Provided text:
Dr. Mishra emphasized that India stands at an inflection point in its journey towards Viksit Bharat 2047. He highlighted four aspects. 

First, the world is becoming more interconnected and volatile, with strategic competition spanning technology, supply chains, data, cyber security, artificial intelligence, space, and critical minerals. He remarked that civil servants are managers of uncertainty, interpreters of complexity, and guardians of India’s strategic interests, and their readiness must begin with how they are selected.

Second, he underscored that the pace of technological change has outstripped regulatory adaptation. Breakthroughs in AI, synthetic biology, robotics, and quantum computing demand intellectual agility, ethical grounding, and the ability to engage with innovators and scientists as equals.

Third, he highlighted that India’s development trajectory is shifting from input‑driven growth to capability‑driven growth. He remarked that success must be measured by outcomes, accountability, experimentation, and actual change on the ground. He emphasized that UPSC must select individuals with judgment, flexibility, and lifelong learning capacity.

Fourth, he underlined the emerging global competition for talent. He remarked that India’s civil services must remain magnets for the best minds. He highlighted that aspirational youth, globally exposed and ambitious, seek purpose, autonomy, challenge, and impact, and civil services must communicate these qualities more actively and clearly.

He highlighted that officers must think across domains, operate across sectors, and anchor their work in humility, integrity, and purpose. He remarked that they must engage with data as confidently as with people, balance ethical judgment with administrative competence, and remain continuous learners even as they lead.

Prompt 1:
In the summary of Dr. Mishra's remarks, retype the passage from "He highlighted that officers" up to and including "as they lead.".
Prompt 2:
List every area of strategic competition named in the summary of Dr. Mishra's remarks.
Prompt 3:
Answer these from the summary of Dr. Mishra's remarks:
(a) How many aspects did Dr. Mishra highlight?
(b) From what kind of growth to what kind is India's development trajectory shifting?
(c) Which three qualities must UPSC look for in the individuals it selects?
The material after this point comes from a different source.

Source material:
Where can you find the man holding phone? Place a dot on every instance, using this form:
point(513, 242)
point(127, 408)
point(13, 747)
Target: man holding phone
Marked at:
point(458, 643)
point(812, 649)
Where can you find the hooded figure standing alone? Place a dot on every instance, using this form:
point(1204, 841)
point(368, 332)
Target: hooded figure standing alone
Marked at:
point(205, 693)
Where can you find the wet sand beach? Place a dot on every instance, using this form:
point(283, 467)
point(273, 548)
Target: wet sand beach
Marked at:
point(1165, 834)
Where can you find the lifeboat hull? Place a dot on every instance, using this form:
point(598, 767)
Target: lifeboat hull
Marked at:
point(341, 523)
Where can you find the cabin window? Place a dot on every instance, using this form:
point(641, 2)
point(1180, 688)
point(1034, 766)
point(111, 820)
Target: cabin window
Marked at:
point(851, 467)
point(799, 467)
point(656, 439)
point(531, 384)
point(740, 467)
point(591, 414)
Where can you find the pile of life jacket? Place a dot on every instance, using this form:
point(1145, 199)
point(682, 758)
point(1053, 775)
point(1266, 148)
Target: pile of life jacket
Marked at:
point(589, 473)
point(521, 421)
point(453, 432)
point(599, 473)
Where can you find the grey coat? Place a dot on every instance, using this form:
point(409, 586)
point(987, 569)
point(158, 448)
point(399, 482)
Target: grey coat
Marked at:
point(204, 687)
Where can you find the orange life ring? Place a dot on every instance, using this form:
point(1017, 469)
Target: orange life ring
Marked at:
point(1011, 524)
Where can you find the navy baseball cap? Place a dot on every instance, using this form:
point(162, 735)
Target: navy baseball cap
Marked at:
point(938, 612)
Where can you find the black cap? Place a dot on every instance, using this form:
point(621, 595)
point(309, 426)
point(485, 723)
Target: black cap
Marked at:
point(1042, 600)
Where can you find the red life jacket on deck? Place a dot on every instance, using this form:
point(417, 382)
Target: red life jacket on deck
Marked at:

Answer area 1:
He highlighted that officers must think across domains, operate across sectors, and anchor their work in humility, integrity, and purpose. He remarked that they must engage with data as confidently as with people, balance ethical judgment with administrative competence, and remain continuous learners even as they lead.

Answer area 2:
technology, supply chains, data, cyber security, artificial intelligence, space, critical minerals

Answer area 3:
(a) Four.
(b) From input-driven growth to capability-driven growth.
(c) Judgment, flexibility, and lifelong learning capacity.